TEXT SHOWN section start

Policy wonks will soon be hyperventilating about all the changes the Senate supposedly must make to turn the House-passed healthcare bill into "acceptable" legislation. But they should save their breath. The most important hurdle facing the Senate is not the substance — it's the sales pitch.

No bill is ever going to be perfect. No bill needs to be perfect. Our Madisonian system is not meant for that which is perfect, but instead for law that is "plenty good enough" for a free people to understand, test out, learn from, and modestly tweak (but not radically change) in coming years.

But as Madison said in Federalist No. 62, "It will be of little avail to the people, that the laws are made by men of their own choice, if the laws be so voluminous that they cannot be read, or so incoherent that they cannot be understood."

Any new law which substantially improves upon the current system for a substantial majority of the public while not unfairly burdening others, even if it might fall short of some platonic ideal, is a law worth passing, as long as the citizenry understands and accepts it.

The poorly named American Health Care Act does the first part: It substantially improves upon Obamacare. Its elimination of a trillion dollars in taxes will help individuals, businesses, job creation and overall economic growth. Its elimination of the individual and employer mandates will increase freedom and, for many, reduce costs. Its encouragement of the states to experiment with better Medicaid provisions (including work requirements for the able-bodied), different coverage options, and different ways of providing for higher-risk patients will effectively create laboratories in which policymakers can actually discover what does and doesn't work.

Its vast expansion of health savings accounts will continue an ongoing revolution in health insurance that promotes individual choice, market-based cost controls, and a continued phase-down of the pernicious third-party-payer system.

The combination of these and other provisions (including better-funded "high-risk pools") will, for the vast majority of Americans, drive down (or seriously slow the cost growth in) premiums and deductibles. Individuals will have more options to choose the coverage that best fits their personal needs, and to avoid overpaying for coverage they don't need. Unlike with Obamacare, most people really will be able to "choose their own plans" and "keep their chosen doctors."

Right now, though, the American people don't know these things.

One reason they don't know them is because we don't have a president who can explain things, or who even tries to do so. President Trump doesn't explain; he just mouths slogans or declarative sentences.

Those declarative sentences work for him, though. They can be a helpful part of a sales pitch, but they do no good for those not already inclined to believe him.

If Trump pulled a President Ronald Reagan-with-a-twist sort of national address, though, he could help the cause immensely. He could open such an address by saying that he demanded from the House, and received, a bill that will reduce premiums and deductibles, cut taxes, and improve patient choice, while saving taxpayer money. He could talk tough, as in, "Those were my non-negotiable demands."

Then, after setting the stage, he could say: "Vice President Mike Pence has worked on these issues for 15 years. In honor of his tireless efforts, I now turn it over to him to tell you how he and the House made this work — and why the Senate, perhaps with a few small improvements, should be proud to pass it."

The reality is that the Senate won't pass it unless senators hear a groundswell of public support. And the groundswell won't come unless somebody provides a reason for enthusiasm. Instead of enthusiasm, what most of the public feels is either fear (driven by the Democrats' narrative) or confusion (catalyzed by the messy House process and by the outrageously over-hyped criticism of the bill from the Right).

While Trump and Pence are making a prime-time public pitch, their administration and its allies should be doing a full-court press, with advertising, akin to what conservative groups did to promote Supreme Court nominee Neil Gorsuch.

Replacing Obamacare should be a supremely popular cause. The uber-marketer Trump, of all people, should know that confusion doesn't turn to popularity without a sales pitch – and, perhaps, with a re-branding, which is another Trump specialty. So: Sell, sell, sell. The bill is a pretty darn good one. It's time to give it a good polish, and maybe some ribbons.

TEXT SHOWN section end

> YOUR OBJECTIVE: Transcribe the part of the text on the healthcare bill starting with "The poorly named" and going on through "pernicious third-party-payer system.". The lines that come after this are separate material, unrelated to the text on the healthcare bill.

EXTRACTED DATA section start

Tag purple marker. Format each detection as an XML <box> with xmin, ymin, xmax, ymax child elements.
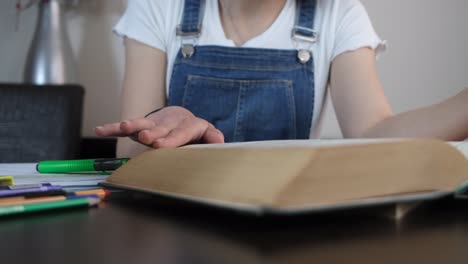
<box><xmin>0</xmin><ymin>185</ymin><xmax>62</xmax><ymax>198</ymax></box>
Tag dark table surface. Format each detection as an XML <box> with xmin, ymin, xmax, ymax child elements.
<box><xmin>0</xmin><ymin>192</ymin><xmax>468</xmax><ymax>263</ymax></box>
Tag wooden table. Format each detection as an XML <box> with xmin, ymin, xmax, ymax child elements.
<box><xmin>0</xmin><ymin>193</ymin><xmax>468</xmax><ymax>264</ymax></box>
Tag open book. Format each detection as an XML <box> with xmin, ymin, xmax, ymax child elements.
<box><xmin>105</xmin><ymin>139</ymin><xmax>468</xmax><ymax>214</ymax></box>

EXTRACTED DATA section end

> WRITTEN RESPONSE:
The poorly named American Health Care Act does the first part: It substantially improves upon Obamacare. Its elimination of a trillion dollars in taxes will help individuals, businesses, job creation and overall economic growth. Its elimination of the individual and employer mandates will increase freedom and, for many, reduce costs. Its encouragement of the states to experiment with better Medicaid provisions (including work requirements for the able-bodied), different coverage options, and different ways of providing for higher-risk patients will effectively create laboratories in which policymakers can actually discover what does and doesn't work.

Its vast expansion of health savings accounts will continue an ongoing revolution in health insurance that promotes individual choice, market-based cost controls, and a continued phase-down of the pernicious third-party-payer system.